##### Stored rows #####

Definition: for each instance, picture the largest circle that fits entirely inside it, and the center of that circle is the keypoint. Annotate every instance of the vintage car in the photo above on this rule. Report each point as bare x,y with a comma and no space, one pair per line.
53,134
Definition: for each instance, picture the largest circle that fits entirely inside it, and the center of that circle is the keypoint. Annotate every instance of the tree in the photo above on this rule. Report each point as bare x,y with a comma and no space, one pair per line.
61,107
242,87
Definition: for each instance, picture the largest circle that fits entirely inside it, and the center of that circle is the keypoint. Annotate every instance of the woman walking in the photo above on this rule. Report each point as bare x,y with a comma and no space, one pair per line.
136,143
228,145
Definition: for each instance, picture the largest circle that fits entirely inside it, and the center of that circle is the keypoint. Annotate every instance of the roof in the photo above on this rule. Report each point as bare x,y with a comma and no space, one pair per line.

#####
##### Stored rows #####

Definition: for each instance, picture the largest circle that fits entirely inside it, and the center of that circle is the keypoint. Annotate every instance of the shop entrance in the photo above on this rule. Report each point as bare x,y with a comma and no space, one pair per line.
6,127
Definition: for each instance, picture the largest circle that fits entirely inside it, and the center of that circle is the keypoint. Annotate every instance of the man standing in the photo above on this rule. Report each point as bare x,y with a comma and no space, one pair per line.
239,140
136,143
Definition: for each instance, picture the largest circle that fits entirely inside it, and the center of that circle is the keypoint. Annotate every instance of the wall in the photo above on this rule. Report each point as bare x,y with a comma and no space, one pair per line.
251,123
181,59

#####
##### Stored rows #####

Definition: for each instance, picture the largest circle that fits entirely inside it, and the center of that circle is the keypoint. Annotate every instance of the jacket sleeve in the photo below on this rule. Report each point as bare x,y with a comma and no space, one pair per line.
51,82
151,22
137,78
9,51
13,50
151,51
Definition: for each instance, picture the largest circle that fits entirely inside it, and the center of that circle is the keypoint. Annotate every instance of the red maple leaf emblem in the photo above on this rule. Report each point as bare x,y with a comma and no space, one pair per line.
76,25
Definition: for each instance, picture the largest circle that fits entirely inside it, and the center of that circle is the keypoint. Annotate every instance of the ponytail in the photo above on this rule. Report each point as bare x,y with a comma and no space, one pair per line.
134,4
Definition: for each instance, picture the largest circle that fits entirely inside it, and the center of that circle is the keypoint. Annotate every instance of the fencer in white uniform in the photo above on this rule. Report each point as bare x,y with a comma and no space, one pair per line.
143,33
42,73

#####

> [Problem requirements]:
Which lines in the data above contain the word "woman"? Copy each of those lines in full, and treat a match as case-sensitive.

> [Task solution]:
Definition: for each instance, picture the largest circle that fits entirely inside it, and the center of that circle is the keypoint. Annotate every instance of the woman walking in the photo above on this rule. Report each point as bare x,y with a comma and no space, one pair per line.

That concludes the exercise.